• WHAT YOU NEED TO DO
Your task is to write out the complete listing exactly as it is shown.

• DATA FOR PROCESSING
-- Begin --

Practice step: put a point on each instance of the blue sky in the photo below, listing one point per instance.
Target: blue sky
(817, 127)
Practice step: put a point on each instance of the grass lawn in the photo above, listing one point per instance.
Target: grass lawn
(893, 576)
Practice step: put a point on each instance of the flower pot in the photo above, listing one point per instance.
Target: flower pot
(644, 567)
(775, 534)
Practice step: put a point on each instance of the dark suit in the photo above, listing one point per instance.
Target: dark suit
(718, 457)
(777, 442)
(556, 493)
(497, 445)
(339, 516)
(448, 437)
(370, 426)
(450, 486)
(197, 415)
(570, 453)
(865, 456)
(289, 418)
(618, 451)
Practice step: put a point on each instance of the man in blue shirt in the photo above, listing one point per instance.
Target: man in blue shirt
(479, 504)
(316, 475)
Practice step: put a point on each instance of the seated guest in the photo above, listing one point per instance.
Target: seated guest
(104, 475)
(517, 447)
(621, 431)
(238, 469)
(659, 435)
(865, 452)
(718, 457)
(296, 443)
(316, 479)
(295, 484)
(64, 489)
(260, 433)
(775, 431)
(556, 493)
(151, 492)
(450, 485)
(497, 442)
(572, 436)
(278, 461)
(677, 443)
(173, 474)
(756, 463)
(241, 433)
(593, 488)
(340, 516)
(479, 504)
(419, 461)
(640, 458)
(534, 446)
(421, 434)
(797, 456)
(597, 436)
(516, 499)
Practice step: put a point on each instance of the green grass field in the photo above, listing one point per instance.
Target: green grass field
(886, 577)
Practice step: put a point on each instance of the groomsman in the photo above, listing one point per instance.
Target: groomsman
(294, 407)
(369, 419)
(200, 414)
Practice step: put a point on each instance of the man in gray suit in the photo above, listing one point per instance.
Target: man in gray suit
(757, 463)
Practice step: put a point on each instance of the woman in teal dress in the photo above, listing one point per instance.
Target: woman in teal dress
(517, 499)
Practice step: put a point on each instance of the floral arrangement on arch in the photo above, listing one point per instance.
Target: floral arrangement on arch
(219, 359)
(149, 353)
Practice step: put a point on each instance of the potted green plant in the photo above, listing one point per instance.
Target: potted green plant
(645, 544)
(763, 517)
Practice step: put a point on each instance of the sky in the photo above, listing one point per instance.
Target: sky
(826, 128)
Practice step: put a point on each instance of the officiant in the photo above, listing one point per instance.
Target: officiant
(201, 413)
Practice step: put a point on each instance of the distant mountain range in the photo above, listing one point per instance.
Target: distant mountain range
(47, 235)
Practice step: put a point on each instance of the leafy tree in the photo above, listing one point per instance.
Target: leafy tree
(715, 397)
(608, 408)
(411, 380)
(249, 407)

-- End --

• FULL SOLUTION
Practice step: put a point on each instance of the blue sky in the photo below, listing one point per instance.
Target: blue sky
(817, 127)
Practice step: put a point on each instance of the grass lawn in the photo above, listing one point per instance.
Target: grass lawn
(893, 576)
Practice step: put a point on each instance of the flower pot in the photo above, listing one point per instance.
Target: flower pot
(644, 567)
(775, 534)
Practice step: put a point on each instance of the dark suit in the photo above, listing one point per instance.
Target: dark suit
(718, 457)
(777, 442)
(556, 493)
(497, 445)
(339, 516)
(448, 437)
(370, 426)
(450, 486)
(197, 415)
(570, 453)
(865, 456)
(289, 418)
(618, 451)
Practice step: put a point on each instance of the man in blue shirt in the photo above, listing one point per instance.
Target: man in blue shirt
(479, 504)
(316, 475)
Practice step: put a point on each instance of the seated guest in the photo above, listing one point per instance.
Target: seated guest
(104, 475)
(517, 447)
(621, 431)
(238, 469)
(659, 435)
(865, 452)
(718, 457)
(296, 443)
(316, 479)
(295, 484)
(64, 489)
(260, 433)
(775, 431)
(556, 493)
(151, 492)
(450, 485)
(497, 442)
(572, 436)
(278, 461)
(677, 443)
(173, 474)
(756, 463)
(241, 433)
(593, 488)
(340, 516)
(479, 504)
(419, 461)
(640, 458)
(534, 446)
(421, 434)
(797, 456)
(597, 436)
(516, 499)
Practice step: put a point on each instance of the green grass field in the photo above, listing one point per instance.
Target: green grass field
(886, 577)
Practice step: put a point on each instance of the groomsman in the photo above, listing one point per instance.
Target: groomsman
(294, 407)
(369, 419)
(200, 414)
Practice step: put a point on each instance of the man in gray suit in the photo above, listing one point per instance.
Target: man in gray suit
(757, 463)
Practice step: put a point on each instance of the woman in teal dress in the photo above, listing one point per instance.
Target: woman in teal dress
(517, 499)
Practice step: put a point on each instance of the floral arrangement on arch in the photo above, listing one point per instance.
Target: floral arrangement on arch
(219, 359)
(149, 353)
Practice step: put a point on each instance of the potted green plant in the photo above, listing one point per instance.
Target: potted green plant
(645, 544)
(763, 517)
Practice step: put a point on each instance of the sky in the photo above, listing one point per instance.
Target: sky
(826, 128)
Practice step: put a point on each instance of the officiant in the photo above, listing one point per instance.
Target: officiant
(201, 413)
Practice step: put a point on each instance of the distant mountain range in the photo above, listing one point per instance.
Target: distant mountain range
(47, 235)
Practice step: put a point on each instance of the leafy tree in the photo above, listing one point per instance.
Target: leafy tree
(715, 397)
(608, 408)
(411, 380)
(249, 407)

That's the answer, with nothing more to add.